Goal
Swap "tall grass blade" for "reed stalk" in the entry lines starting with the line containing "Class name: tall grass blade" and going on through the line containing "[[437, 75, 454, 176], [446, 69, 498, 177]]". Output only those lines, with everything else unchanged.

Material provided
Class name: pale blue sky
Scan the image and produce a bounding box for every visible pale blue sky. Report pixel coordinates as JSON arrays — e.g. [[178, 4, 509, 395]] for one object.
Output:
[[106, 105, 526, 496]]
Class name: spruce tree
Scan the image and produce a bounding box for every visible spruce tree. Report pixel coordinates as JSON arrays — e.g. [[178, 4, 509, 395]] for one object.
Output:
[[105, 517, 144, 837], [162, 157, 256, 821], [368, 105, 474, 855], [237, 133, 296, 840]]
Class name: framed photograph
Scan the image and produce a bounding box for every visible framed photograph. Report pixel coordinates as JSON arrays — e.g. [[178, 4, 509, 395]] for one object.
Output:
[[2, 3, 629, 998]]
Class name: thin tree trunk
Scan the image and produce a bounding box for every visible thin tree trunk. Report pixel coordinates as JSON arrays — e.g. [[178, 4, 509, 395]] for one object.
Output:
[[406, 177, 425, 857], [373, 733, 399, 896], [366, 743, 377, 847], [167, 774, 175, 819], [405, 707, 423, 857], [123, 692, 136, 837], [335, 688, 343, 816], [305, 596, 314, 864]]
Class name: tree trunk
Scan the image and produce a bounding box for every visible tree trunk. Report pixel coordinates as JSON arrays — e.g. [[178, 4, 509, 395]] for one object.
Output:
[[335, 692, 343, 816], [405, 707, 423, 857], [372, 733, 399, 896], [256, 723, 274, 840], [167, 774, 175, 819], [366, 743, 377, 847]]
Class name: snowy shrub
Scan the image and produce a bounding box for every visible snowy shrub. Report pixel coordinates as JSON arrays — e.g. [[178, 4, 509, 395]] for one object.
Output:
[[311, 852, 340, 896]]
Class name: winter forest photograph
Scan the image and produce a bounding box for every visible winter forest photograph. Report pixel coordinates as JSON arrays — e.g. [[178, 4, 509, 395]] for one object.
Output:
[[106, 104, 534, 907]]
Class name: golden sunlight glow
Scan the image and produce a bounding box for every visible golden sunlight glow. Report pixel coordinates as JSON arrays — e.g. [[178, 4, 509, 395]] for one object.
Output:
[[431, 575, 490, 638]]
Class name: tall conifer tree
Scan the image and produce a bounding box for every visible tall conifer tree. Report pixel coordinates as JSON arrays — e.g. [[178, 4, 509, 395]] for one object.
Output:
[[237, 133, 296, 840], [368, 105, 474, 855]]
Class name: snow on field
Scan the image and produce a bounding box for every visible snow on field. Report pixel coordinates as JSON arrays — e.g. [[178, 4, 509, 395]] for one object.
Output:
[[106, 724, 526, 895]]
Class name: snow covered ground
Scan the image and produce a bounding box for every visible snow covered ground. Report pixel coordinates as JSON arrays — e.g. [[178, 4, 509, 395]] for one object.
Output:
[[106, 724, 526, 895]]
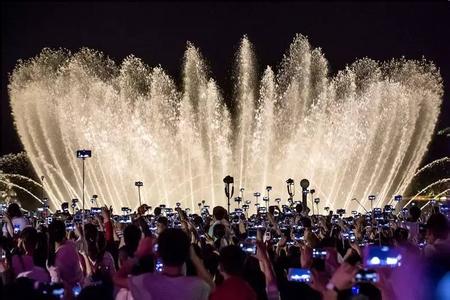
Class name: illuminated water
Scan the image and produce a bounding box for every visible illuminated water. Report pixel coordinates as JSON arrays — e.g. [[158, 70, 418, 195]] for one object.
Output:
[[9, 35, 443, 211]]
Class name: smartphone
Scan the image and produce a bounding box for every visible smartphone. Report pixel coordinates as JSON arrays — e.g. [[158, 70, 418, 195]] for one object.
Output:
[[14, 224, 20, 234], [72, 283, 81, 298], [52, 287, 64, 299], [77, 150, 92, 158], [247, 228, 256, 239], [155, 258, 164, 273], [287, 268, 311, 283], [364, 245, 402, 268], [91, 207, 102, 215], [313, 248, 327, 259], [355, 269, 378, 283], [66, 223, 75, 231], [239, 240, 256, 255]]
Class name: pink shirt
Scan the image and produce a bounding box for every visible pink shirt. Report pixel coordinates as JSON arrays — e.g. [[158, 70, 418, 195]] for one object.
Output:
[[12, 255, 34, 275]]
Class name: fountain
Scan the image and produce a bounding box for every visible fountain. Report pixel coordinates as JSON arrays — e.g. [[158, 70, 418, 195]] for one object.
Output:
[[9, 35, 443, 212]]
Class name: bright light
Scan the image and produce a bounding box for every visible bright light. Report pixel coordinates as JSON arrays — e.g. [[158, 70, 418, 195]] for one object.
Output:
[[370, 256, 381, 265]]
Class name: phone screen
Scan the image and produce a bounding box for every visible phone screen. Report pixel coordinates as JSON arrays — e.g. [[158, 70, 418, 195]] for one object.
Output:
[[288, 268, 311, 283], [355, 270, 378, 282], [239, 241, 256, 255], [364, 246, 402, 268]]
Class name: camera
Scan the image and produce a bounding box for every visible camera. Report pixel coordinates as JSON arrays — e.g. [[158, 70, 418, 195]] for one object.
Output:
[[239, 240, 256, 255], [247, 228, 257, 239], [287, 268, 311, 283], [77, 150, 92, 158], [313, 248, 327, 259], [355, 269, 378, 283], [363, 245, 402, 268], [91, 207, 102, 215]]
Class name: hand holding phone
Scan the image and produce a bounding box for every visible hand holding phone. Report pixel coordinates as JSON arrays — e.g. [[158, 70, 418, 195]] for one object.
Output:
[[287, 268, 312, 284]]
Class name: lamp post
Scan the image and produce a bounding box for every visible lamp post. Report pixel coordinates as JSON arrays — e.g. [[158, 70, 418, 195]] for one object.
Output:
[[309, 189, 316, 215], [134, 181, 144, 207], [234, 196, 242, 208], [253, 192, 261, 208], [314, 198, 320, 214], [223, 175, 234, 213], [300, 179, 309, 211], [369, 195, 376, 212], [264, 185, 272, 209], [77, 149, 92, 217], [286, 178, 295, 200], [41, 175, 45, 201]]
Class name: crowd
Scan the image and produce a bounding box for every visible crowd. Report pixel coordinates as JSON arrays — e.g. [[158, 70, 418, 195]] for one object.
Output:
[[0, 197, 450, 300]]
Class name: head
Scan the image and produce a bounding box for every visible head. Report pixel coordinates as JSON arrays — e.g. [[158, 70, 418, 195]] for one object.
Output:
[[213, 206, 227, 221], [158, 228, 190, 267], [6, 203, 22, 219], [213, 224, 226, 239], [156, 216, 169, 234], [409, 205, 422, 222], [394, 228, 408, 245], [48, 220, 66, 243], [19, 227, 38, 253], [426, 213, 449, 244], [102, 206, 111, 220], [219, 245, 245, 277]]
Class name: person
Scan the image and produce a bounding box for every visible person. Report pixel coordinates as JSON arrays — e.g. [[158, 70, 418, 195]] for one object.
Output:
[[2, 203, 28, 237], [210, 245, 257, 300], [48, 220, 83, 291], [119, 224, 142, 268], [156, 216, 169, 235], [81, 223, 115, 285], [405, 205, 422, 245], [12, 227, 50, 283], [208, 206, 228, 236], [424, 213, 450, 257], [114, 228, 214, 300]]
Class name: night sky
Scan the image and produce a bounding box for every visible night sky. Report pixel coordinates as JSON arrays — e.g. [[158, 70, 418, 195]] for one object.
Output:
[[0, 1, 450, 163]]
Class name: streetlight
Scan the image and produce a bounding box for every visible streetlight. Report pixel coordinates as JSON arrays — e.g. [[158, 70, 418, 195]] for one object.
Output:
[[77, 149, 92, 216], [134, 181, 144, 207], [309, 189, 319, 215], [286, 178, 295, 199], [314, 198, 320, 214], [300, 179, 309, 209], [223, 175, 234, 213], [264, 185, 272, 208], [369, 195, 376, 212], [234, 196, 242, 208]]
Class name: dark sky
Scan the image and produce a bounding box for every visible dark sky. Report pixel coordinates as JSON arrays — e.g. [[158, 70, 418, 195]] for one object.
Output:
[[0, 1, 450, 162]]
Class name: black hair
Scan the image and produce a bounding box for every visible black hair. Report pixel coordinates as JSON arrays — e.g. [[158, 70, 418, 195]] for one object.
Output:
[[158, 228, 190, 266]]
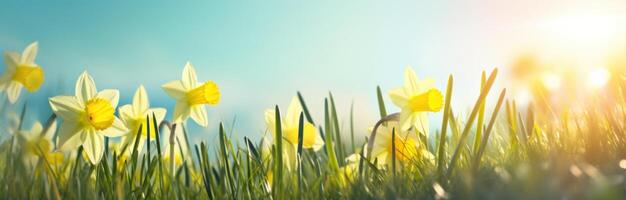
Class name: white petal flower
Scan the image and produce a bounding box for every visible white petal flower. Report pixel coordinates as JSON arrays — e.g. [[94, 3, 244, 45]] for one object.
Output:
[[0, 42, 44, 103], [49, 71, 128, 164], [161, 62, 221, 127]]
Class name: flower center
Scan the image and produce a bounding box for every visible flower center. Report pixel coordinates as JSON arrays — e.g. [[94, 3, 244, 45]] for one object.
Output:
[[389, 135, 418, 161], [187, 81, 220, 105], [13, 65, 44, 92], [134, 117, 156, 140], [85, 98, 115, 130], [409, 89, 443, 112]]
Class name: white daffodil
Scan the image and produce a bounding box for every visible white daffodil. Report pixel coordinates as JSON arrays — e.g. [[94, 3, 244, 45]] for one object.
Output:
[[389, 67, 443, 136], [161, 62, 220, 127], [0, 42, 44, 103], [50, 71, 128, 164], [18, 121, 63, 167], [119, 85, 166, 154], [265, 97, 324, 171], [161, 125, 191, 166]]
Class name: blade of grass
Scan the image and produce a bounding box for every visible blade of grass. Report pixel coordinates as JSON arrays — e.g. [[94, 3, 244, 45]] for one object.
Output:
[[446, 69, 498, 177], [472, 71, 487, 152], [272, 106, 284, 199], [298, 92, 315, 125], [297, 112, 304, 196], [437, 75, 454, 176], [324, 99, 339, 174], [328, 92, 346, 163], [376, 86, 387, 119]]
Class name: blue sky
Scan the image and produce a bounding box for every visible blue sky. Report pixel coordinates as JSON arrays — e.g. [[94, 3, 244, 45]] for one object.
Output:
[[0, 1, 620, 143]]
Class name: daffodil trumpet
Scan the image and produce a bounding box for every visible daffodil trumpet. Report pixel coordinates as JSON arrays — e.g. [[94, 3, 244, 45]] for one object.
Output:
[[0, 42, 44, 104]]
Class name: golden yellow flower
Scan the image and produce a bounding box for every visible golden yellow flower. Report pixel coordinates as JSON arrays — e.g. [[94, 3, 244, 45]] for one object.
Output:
[[0, 42, 44, 103], [119, 85, 166, 154], [265, 97, 324, 169], [371, 121, 433, 165], [389, 67, 443, 136], [49, 71, 128, 164], [161, 62, 221, 127], [18, 121, 63, 166]]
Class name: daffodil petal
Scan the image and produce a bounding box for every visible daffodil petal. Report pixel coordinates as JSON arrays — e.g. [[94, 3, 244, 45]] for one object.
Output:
[[413, 112, 430, 136], [181, 62, 198, 89], [30, 122, 43, 135], [4, 51, 20, 71], [101, 117, 128, 137], [83, 129, 104, 165], [58, 122, 85, 151], [49, 96, 84, 121], [191, 105, 209, 127], [117, 104, 136, 124], [400, 109, 415, 131], [283, 96, 302, 126], [21, 42, 39, 65], [283, 145, 298, 171], [404, 67, 418, 94], [44, 120, 57, 141], [6, 81, 22, 103], [417, 78, 435, 94], [133, 85, 150, 115], [265, 109, 276, 134], [161, 80, 187, 100], [174, 101, 191, 123], [76, 71, 97, 102], [96, 89, 120, 108], [0, 73, 11, 92]]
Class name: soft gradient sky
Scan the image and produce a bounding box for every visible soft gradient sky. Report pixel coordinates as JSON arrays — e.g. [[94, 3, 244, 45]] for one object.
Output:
[[0, 0, 626, 143]]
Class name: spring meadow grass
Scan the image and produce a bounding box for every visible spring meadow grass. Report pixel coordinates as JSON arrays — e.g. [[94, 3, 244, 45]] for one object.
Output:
[[0, 44, 626, 199]]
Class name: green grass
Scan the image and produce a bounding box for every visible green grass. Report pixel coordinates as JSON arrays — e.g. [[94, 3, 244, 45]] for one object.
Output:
[[0, 70, 626, 199]]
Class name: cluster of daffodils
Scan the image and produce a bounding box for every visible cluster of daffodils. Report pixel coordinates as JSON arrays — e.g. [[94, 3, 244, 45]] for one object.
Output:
[[371, 68, 443, 164], [0, 42, 220, 164], [263, 68, 443, 180], [0, 42, 44, 103]]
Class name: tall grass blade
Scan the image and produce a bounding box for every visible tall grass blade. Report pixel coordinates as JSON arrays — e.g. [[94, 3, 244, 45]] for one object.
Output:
[[437, 75, 454, 176], [446, 69, 498, 177]]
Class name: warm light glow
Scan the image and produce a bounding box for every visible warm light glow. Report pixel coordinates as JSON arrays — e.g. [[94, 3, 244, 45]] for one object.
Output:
[[515, 89, 531, 106], [587, 68, 611, 88], [542, 14, 622, 44], [541, 73, 561, 90]]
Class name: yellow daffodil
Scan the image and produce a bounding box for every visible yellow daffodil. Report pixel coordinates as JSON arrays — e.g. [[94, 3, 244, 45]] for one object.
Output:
[[119, 85, 166, 154], [50, 71, 128, 164], [161, 62, 220, 127], [389, 67, 443, 136], [161, 125, 191, 166], [265, 97, 324, 168], [0, 42, 44, 103], [370, 121, 433, 165], [18, 122, 63, 166]]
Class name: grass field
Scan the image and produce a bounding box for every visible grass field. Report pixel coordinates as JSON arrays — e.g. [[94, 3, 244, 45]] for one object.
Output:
[[0, 43, 626, 199]]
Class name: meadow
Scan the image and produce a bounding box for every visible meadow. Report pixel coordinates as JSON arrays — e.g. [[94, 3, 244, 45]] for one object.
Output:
[[0, 43, 626, 199]]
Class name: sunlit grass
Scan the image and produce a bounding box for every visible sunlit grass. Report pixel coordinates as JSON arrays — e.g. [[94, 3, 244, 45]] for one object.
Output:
[[0, 43, 626, 199]]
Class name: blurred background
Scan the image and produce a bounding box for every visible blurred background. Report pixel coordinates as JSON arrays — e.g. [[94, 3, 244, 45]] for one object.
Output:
[[0, 0, 626, 143]]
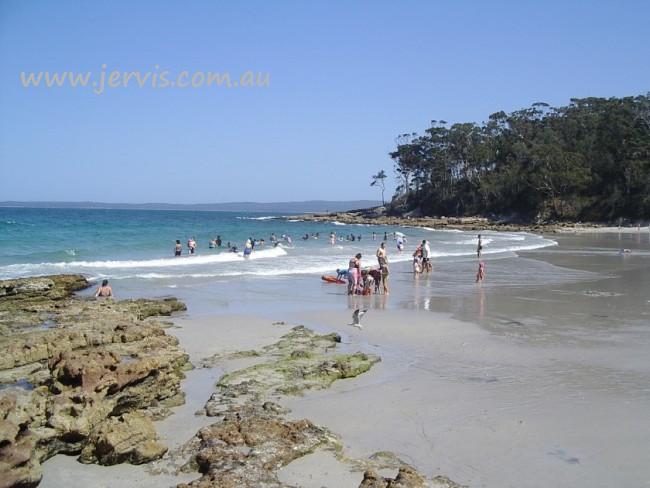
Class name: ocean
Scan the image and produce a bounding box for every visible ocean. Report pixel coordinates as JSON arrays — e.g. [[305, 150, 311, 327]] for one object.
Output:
[[0, 208, 555, 286]]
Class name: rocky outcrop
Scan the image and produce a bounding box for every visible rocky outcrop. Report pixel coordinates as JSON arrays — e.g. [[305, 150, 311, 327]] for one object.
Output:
[[359, 466, 466, 488], [0, 275, 189, 487], [283, 209, 602, 233], [179, 326, 462, 488], [179, 326, 379, 488]]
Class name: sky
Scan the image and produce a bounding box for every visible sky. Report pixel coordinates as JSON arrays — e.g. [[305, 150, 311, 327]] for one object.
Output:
[[0, 0, 650, 203]]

Full output
Class name: reed stalk
Scan the image and produce a bounding box for every visible reed stalk. Report pixel coordinates as JSON arrays — e.g. [[94, 3, 244, 45]] for one object.
Output:
[[437, 75, 454, 176], [446, 69, 498, 177]]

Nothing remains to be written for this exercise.